> [Text provided]:

More clean-up and documentation

bob/bio/vein/algorithms/HammingDistance.py

@@ -18,7 +18,6 @@ class HammingDistance (Algorithm):
       # some similarity functions might need a GaborWaveletTransform class, so we have to provide the parameters here as well...
       ch = 8,       # Maximum search displacement in y-direction
       cw = 5,       # Maximum search displacement in x-direction
-      gpu = False,
   ):
 
     # call base class constructor
@@ -34,7 +33,6 @@ class HammingDistance (Algorithm):
 
     self.ch = ch
     self.cw = cw
-    self.gpu = gpu
 
   def enroll(self, enroll_features):
     """Enrolls the model by computing an average graph for each model"""
@@ -54,11 +52,7 @@ class HammingDistance (Algorithm):
     bob.ip.base.rotate(crop_R, rotate_R, 180)
     #FFT for scoring!
     #Nm=bob.sp.ifft(bob.sp.fft(I)*bob.sp.fft(rotate_R))

> [Supplied information]:
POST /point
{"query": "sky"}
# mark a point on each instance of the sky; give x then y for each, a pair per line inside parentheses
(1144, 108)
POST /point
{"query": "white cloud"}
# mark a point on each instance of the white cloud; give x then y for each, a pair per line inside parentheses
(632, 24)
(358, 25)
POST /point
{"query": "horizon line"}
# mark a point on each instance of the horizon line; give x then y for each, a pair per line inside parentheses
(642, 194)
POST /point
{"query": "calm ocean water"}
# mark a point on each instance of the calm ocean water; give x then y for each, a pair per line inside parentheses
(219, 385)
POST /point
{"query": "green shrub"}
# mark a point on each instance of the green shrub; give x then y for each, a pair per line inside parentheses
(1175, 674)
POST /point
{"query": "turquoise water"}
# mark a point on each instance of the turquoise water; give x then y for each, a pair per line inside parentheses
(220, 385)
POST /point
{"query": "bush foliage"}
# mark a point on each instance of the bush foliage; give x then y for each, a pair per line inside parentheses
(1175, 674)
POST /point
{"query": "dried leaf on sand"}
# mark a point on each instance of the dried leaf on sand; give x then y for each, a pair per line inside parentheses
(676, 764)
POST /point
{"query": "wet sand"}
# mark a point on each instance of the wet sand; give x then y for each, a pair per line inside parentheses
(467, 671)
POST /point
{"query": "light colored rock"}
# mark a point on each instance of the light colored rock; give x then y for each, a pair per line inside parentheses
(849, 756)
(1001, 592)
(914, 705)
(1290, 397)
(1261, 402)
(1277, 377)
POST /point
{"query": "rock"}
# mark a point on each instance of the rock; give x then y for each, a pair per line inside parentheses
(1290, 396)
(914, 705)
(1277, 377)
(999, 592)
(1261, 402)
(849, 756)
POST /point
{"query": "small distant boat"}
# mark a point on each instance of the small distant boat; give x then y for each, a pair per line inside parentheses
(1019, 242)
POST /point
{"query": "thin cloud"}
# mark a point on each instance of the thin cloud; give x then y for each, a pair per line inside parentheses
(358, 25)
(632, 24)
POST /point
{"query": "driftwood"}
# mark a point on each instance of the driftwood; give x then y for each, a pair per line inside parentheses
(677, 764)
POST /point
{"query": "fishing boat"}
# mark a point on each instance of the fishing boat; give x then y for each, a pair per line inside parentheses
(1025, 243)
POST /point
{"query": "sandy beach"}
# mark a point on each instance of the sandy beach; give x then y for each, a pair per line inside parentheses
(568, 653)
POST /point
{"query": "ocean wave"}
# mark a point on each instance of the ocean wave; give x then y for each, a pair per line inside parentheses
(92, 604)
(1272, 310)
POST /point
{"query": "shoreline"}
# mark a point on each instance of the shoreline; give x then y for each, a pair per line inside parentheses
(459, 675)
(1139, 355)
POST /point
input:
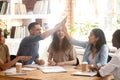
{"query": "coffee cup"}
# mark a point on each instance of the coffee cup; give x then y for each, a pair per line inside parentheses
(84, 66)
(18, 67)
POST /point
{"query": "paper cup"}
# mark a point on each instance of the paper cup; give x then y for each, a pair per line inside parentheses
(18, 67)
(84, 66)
* * *
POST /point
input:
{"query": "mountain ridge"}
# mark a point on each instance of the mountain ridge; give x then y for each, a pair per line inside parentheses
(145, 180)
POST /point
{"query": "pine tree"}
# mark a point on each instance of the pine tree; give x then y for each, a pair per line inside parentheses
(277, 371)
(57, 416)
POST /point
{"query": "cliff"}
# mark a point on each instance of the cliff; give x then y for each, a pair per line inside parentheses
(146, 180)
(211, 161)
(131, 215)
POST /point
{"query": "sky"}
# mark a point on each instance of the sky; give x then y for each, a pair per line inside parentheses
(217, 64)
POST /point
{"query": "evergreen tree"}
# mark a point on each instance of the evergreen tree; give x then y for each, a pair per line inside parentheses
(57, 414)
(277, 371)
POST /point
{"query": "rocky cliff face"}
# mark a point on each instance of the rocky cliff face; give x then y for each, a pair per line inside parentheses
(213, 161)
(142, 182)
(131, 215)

> [Challenges]:
1. According to the HammingDistance.py diff, why must the parameters be provided in the constructor as well? Answer in one to three sentences.
2. List every hunk header (each line beginning with "@@") that appears in the HammingDistance.py diff.
3. Continue the HammingDistance.py diff from the point at which it ends.
The records that accompany this page were drawn from a separate source.

> [Written responses]:
1. The parameters have to be provided there because some similarity functions might need a GaborWaveletTransform class.

2.
- @@ -18,7 +18,6 @@ class HammingDistance (Algorithm):
- @@ -34,7 +33,6 @@ class HammingDistance (Algorithm):
- @@ -54,11 +52,7 @@ class HammingDistance (Algorithm):

3.
-    if self.gpu == True:
-        import xbob.cusp
-        Nm = xbob.cusp.conv(I, rotate_R);
-    else:
-        Nm = scipy.signal.convolve2d(I, rotate_R, 'valid');
+    Nm = scipy.signal.convolve2d(I, rotate_R, 'valid');
     t0, s0 = numpy.unravel_index(Nm.argmax(), Nm.shape)
     Nmm = Nm[t0,s0]
     #Nmm = Nm.max()

bob/bio/vein/algorithms/MiuraMatch.py

@@ -24,7 +24,6 @@ class MiuraMatch (Algorithm):
       # some similarity functions might need a GaborWaveletTransform class, so we have to provide the parameters here as well...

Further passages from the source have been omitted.